- [Written problem 1]
In the article on two-tier multi-tenant data models, what happens to global_product_id for private products?
- [Written problem 2]
Write the next part of the article on two-tier multi-tenant data models, starting after its last sentence.

- [Document excerpt]
● ● ●

Designing a Two-Tier Multi-Tenant Data Model: Shared Global Records with Tenant-Scoped Overrides

The Problem: Why Naive Multi-Tenancy Leads to Data Duplication

In a typical multi-tenant SaaS platform, the simplest approach is to duplicate all data per tenant. Need product catalogues for fifty customers? Create fifty copies of the same supplier data. This naïve strategy collapses quickly when you're dealing with supplier product feeds that are scraped or ingested centrally.

Consider a B2B procurement platform where suppliers publish catalogues of 10,000+ SKUs. If you scrape that data once and duplicate it across every tenant, you're storing redundant copies of base product information—name, barcode, pack size, brand—that rarely changes. When a supplier updates a product description, you must now propagate that change across hundreds of tenant databases. Worse, if a tenant manually edits a field (correcting a typo in the supplier's data), your next import risks overwriting their correction.

The real requirement is shared global records with tenant-scoped overrides: base supplier data lives in a central table, scraped once and reused by all tenants. Tenant-specific concerns—negotiated pricing, custom availability rules, internal notes—live in separate, scoped tables that layer on top. This two-tier model eliminates duplication whilst preserving tenant isolation where it matters. The challenge is designing a clean interface that transparently falls back from tenant overrides to global defaults without leaking abstraction all over your codebase.

Introducing the Two-Tier Data Model

The two-tier data model separates concerns by storing shared, canonical data in global tables and tenant-specific deltas in scoped tables. For a product catalogue platform, this means supplier product data—names, descriptions, images, categories—lives in a single global products table, scraped once from the manufacturer's website. Each tenant then maintains their own tenant_products table holding only the fields they've customised: retailer-specific pricing, availability flags, or bespoke descriptions.

This architectural pattern eliminates redundant scraping and storage. If 50 tenants sell the same widget, you store the base product data once, not 50 times. The global tier is authoritative for static, manufacturer-provided data. The tenant tier is authoritative for commercial and operational overrides. When a tenant updates pricing or marks a product unavailable, that change lives exclusively in their scoped record—other tenants remain unaffected.

The link between tiers is typically a belongs_to :global_product, optional: true association. Private products (tenant-uploaded rather than supplier-sourced) skip the global layer entirely, with global_product_id left null. This optional relationship preserves the model's flexibility whilst maintaining clear data lineage.

● ● ●

- [Entries]
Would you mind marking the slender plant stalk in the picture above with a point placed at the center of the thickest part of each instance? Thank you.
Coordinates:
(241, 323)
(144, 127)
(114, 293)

● ● ●

- [Exercise result 1]
It is left null, because private products skip the global layer entirely.

- [Exercise result 2]
The Effective Delegation Pattern: Transparent Fallback in Practice

The effective delegation pattern provides a clean, transparent interface for falling back to global records when tenant overrides don't exist. Instead of forcing consumers to check tenant_price.present? ? tenant_price : global_price, the model exposes a single effective_price method that handles the logic internally.

The implementation is straightforward—each tenant-scoped attribute gets a corresponding effective_* method that checks the local override first, then delegates to the associated global record:

class TenantProduct < ApplicationRecord
  belongs_to :global_product, optional: true

  def effective_price
    price.presence || global_product&.price
  end

  def effective_description
    description.presence || global_product&.description
  end
end

This approach favours explicit delegation over method_missing. Whilst method_missing could dynamically route undefined calls to the global record, it introduces debugging complexity (stack traces become opaque) and breaks introspection—respond_to? won't recognise delegated methods without additional work. Explicit methods are self-documenting, appear in code completion, and make the fallback behaviour obvious when reading the model.

Key trade-off: Explicit delegation requires one method per attribute (slightly more boilerplate), but gains clarity, performance (no method lookup overhead), and maintainability. Reserve method_missing for truly dynamic scenarios where the attribute set is unknowable at definition time.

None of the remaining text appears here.